* Try it: Exact reproduction is required for all entries.

* Input data:
========================================
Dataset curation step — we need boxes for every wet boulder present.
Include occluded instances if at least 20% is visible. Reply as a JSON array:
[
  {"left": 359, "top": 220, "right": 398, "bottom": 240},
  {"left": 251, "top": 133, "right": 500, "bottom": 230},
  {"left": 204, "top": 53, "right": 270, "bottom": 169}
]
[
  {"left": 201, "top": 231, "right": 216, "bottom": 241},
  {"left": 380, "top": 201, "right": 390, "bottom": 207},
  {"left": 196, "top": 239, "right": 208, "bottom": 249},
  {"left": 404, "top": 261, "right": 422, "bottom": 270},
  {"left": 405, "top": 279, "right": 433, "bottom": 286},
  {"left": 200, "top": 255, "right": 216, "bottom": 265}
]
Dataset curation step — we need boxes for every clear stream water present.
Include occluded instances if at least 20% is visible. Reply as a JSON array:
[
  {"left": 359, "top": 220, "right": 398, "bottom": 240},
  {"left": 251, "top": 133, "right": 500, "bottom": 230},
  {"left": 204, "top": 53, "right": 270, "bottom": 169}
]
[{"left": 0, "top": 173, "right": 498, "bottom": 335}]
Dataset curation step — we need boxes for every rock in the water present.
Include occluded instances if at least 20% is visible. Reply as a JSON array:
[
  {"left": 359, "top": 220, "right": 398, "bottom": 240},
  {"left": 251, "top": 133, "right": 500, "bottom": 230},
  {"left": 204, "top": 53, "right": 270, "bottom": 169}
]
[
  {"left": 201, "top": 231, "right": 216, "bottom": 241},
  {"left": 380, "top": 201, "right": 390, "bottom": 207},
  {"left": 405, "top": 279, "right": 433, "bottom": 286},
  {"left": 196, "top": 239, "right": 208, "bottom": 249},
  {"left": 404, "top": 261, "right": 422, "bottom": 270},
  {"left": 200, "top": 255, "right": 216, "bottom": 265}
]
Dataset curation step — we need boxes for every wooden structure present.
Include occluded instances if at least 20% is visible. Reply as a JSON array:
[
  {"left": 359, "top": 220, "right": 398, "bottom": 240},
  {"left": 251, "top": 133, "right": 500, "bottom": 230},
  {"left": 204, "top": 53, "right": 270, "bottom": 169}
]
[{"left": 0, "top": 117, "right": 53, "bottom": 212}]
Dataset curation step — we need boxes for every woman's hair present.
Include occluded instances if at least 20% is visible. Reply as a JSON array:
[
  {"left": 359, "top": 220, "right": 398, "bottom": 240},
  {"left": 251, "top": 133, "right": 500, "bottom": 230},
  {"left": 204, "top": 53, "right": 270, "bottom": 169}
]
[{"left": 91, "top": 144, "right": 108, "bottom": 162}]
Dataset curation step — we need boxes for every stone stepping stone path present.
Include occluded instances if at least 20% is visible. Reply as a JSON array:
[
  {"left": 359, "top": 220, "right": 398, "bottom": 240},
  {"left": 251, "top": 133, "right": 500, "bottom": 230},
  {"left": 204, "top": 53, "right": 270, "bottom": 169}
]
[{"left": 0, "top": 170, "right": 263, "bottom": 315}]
========================================
* Solution for this exercise:
Dataset curation step — we need boxes for every wet boulder present.
Include occluded instances if at least 20% is visible. Reply as a JSON array:
[
  {"left": 359, "top": 220, "right": 398, "bottom": 240},
  {"left": 251, "top": 133, "right": 500, "bottom": 230},
  {"left": 204, "top": 53, "right": 270, "bottom": 169}
]
[
  {"left": 201, "top": 231, "right": 216, "bottom": 241},
  {"left": 380, "top": 201, "right": 390, "bottom": 207},
  {"left": 196, "top": 239, "right": 208, "bottom": 249},
  {"left": 404, "top": 261, "right": 422, "bottom": 270},
  {"left": 405, "top": 279, "right": 433, "bottom": 286},
  {"left": 200, "top": 255, "right": 216, "bottom": 265}
]
Dataset curation step — we need boxes for every clear stream water present.
Include occluded instances if at least 20% is visible. Reply as a JSON array:
[
  {"left": 359, "top": 220, "right": 398, "bottom": 240},
  {"left": 251, "top": 133, "right": 500, "bottom": 230},
  {"left": 204, "top": 53, "right": 270, "bottom": 169}
]
[{"left": 0, "top": 173, "right": 498, "bottom": 335}]
Dataset curation step — we need boxes for every rock in the water present.
Include occluded instances if at least 20% is visible. Reply as a JSON array:
[
  {"left": 359, "top": 220, "right": 398, "bottom": 240},
  {"left": 251, "top": 133, "right": 500, "bottom": 230},
  {"left": 204, "top": 53, "right": 270, "bottom": 169}
]
[
  {"left": 201, "top": 231, "right": 216, "bottom": 241},
  {"left": 380, "top": 201, "right": 390, "bottom": 207},
  {"left": 405, "top": 279, "right": 433, "bottom": 286},
  {"left": 196, "top": 239, "right": 208, "bottom": 249},
  {"left": 404, "top": 261, "right": 422, "bottom": 270},
  {"left": 200, "top": 255, "right": 216, "bottom": 265}
]
Dataset curation step — we need boxes for every wooden structure present.
Include occluded instances if at least 20% is visible. Reply as a JSON array:
[
  {"left": 359, "top": 220, "right": 398, "bottom": 240},
  {"left": 251, "top": 133, "right": 500, "bottom": 230},
  {"left": 204, "top": 53, "right": 270, "bottom": 169}
]
[{"left": 0, "top": 117, "right": 53, "bottom": 212}]
Dataset curation step — we need boxes for every woman's hair present.
Include occluded instances if at least 20% is visible. Reply as a JSON array:
[
  {"left": 359, "top": 220, "right": 398, "bottom": 240},
  {"left": 251, "top": 133, "right": 500, "bottom": 230},
  {"left": 204, "top": 53, "right": 270, "bottom": 169}
]
[{"left": 91, "top": 144, "right": 108, "bottom": 162}]
Dataset curation step — we need boxes for every stone stepping stone path present.
Include occluded instances if at least 20% is visible. Reply as a JSON array:
[
  {"left": 359, "top": 220, "right": 398, "bottom": 240},
  {"left": 251, "top": 133, "right": 500, "bottom": 230},
  {"left": 204, "top": 53, "right": 270, "bottom": 169}
]
[{"left": 0, "top": 170, "right": 263, "bottom": 315}]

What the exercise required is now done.